▶ **Given problem 1**
Answer these questions from the Tadic trial article, one line each:
(a) How old is the defendant?
(b) How wide was the wall of bulletproof glass in the courtroom?
(c) What is the maximum penalty Tadic faces if convicted?
▶ **Given problem 2**
In the Tadic trial article, turn the paragraph that begins "According to prosecutors" into a short list that keeps its main facts.
▶ **Given problem 3**
Decide whether each statement agrees with the Tadic trial article. Answer yes or no and quote the words of the article that settle it.
(a) The presiding judge is from Houston.
(b) The case was heard by a panel of five judges.
(c) Tadic's lawyer argued that his client had been mistaken for someone else.

▶ **Selected excerpt**
-- -- --

THE HAGUE, Netherlands (AP) — Pale, impassive, wearing a baggy blue suit and flanked by U.N. guards, a 40-year-old Serb faced international justice Tuesday in the first war crimes trial to come out of the Bosnian war.
The Texas judge presiding over the U.N. tribunal reminded all present that Dusan Tadic was innocent until proven guilty. Tadic’s lawyer said he was a victim of mistaken identity, swept up by authorities frantic to find a scapegoat for the atrocities of Bosnia.
But the chief prosecutor accused the former bar owner of offenses of “unspeakable horror,” including murdering Muslim prisoners with karate kicks, torture, rape and forcing one prisoner to castrate another with his teeth.
The trial, which is to include video testimony by alleged victims too terrified of Tadic to face him in court, opened in a building ringed by steel barriers and flanked by tents to accommodate hundreds of reporters.
A 30-yard-wide wall of bulletproof glass separated the judges, attorneys and defendant from the packed spectators gallery, and scores of armed U.N. and Dutch police patrolled inside and outside the courtroom.
The three-judge panel, wearing black and scarlet robes, sat behind a raised wooden bench fitted with computer screens for viewing documentary evidence, including maps.
The first war crimes trial since Nuremberg “has certain historic dimensions,” presiding judge Gabrielle Kirk McDonald of Houston said in her opening statement, referring to the prosecution of Nazi war criminals that ended in 1956.
“Nevertheless we should all remember first and foremost that this is a criminal trial,” she said.
Tadic is charged with crimes against humanity for taking part in more than 30 murders and torturing Muslims in and around the Serb-run Omarska prison camp in northwestern Bosnia in 1992. He faces a maximum penalty of life in prison if convicted.
According to prosecutors, Tadic allegedly terrorized three camps in Bosnia’s northwestern Prijedor region from May through December 1992. He also is accused of rounding up Muslims and Croats in the area, killing or assaulting some, and driving others into the camps.

-- -- --

▶ **Dataset entries**
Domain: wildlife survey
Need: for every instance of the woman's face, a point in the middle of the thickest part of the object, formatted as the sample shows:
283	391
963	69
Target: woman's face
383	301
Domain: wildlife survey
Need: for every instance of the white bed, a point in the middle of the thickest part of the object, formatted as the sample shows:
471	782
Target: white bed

-- -- --

▶ **Complete response 1**
(a) 40 years old
(b) 30 yards
(c) Life in prison

▶ **Complete response 2**
- Prosecutors say Tadic allegedly terrorized three camps in Bosnia's northwestern Prijedor region.
- This took place from May through December 1992.
- He is accused of rounding up Muslims and Croats in the area.
- He allegedly killed or assaulted some of them and drove others into the camps.

▶ **Complete response 3**
(a) Yes: "presiding judge Gabrielle Kirk McDonald of Houston"
(b) No: "The three-judge panel"
(c) Yes: "he was a victim of mistaken identity"